§ **Description of the task**: Reproduce everything from the start of the items down to the line containing "[[610, 205], [484, 187], [412, 154], [216, 157]]", inclusive, and nothing beyond it. Leave all other text unchanged, but multiply each x and y coordinate in the answers by 0.55 and round to a whole number, with halves rounded up.

§ **Records supplied**:
** START **
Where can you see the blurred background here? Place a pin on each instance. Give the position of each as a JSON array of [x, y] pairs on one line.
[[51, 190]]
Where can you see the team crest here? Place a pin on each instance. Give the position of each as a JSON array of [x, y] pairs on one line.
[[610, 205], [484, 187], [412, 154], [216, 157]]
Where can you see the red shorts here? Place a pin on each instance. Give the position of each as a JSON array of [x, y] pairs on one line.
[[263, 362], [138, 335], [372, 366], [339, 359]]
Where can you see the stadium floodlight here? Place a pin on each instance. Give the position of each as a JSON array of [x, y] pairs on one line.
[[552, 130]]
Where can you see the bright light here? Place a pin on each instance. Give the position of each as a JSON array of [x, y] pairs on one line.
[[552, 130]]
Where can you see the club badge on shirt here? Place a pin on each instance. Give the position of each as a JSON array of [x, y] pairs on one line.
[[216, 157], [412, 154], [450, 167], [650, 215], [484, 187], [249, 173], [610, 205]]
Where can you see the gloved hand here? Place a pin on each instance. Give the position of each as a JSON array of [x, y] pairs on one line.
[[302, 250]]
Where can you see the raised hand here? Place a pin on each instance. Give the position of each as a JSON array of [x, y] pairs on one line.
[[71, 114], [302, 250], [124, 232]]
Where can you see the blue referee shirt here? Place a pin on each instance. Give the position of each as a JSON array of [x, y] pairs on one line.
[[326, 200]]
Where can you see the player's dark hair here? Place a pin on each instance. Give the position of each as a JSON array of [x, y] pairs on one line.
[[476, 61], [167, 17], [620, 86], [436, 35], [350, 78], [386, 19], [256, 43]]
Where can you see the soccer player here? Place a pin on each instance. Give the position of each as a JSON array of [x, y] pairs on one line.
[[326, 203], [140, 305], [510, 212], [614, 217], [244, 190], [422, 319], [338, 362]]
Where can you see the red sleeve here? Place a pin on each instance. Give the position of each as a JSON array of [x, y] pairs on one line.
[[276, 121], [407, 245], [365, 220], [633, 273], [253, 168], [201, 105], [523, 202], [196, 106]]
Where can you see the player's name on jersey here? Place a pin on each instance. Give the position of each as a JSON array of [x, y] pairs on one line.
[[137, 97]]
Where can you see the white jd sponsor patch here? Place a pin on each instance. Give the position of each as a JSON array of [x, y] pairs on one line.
** END **
§ **Answer for this exercise**:
Where can you see the blurred background here? Place a pin on each instance. Give the position of each as a JSON array of [x, y] pairs on one line.
[[28, 105]]
Where can you see the team crest here? Place a pin on each instance. Give the position of each as a JSON array of [x, y] pairs on one line.
[[336, 113], [266, 103], [227, 85], [119, 86]]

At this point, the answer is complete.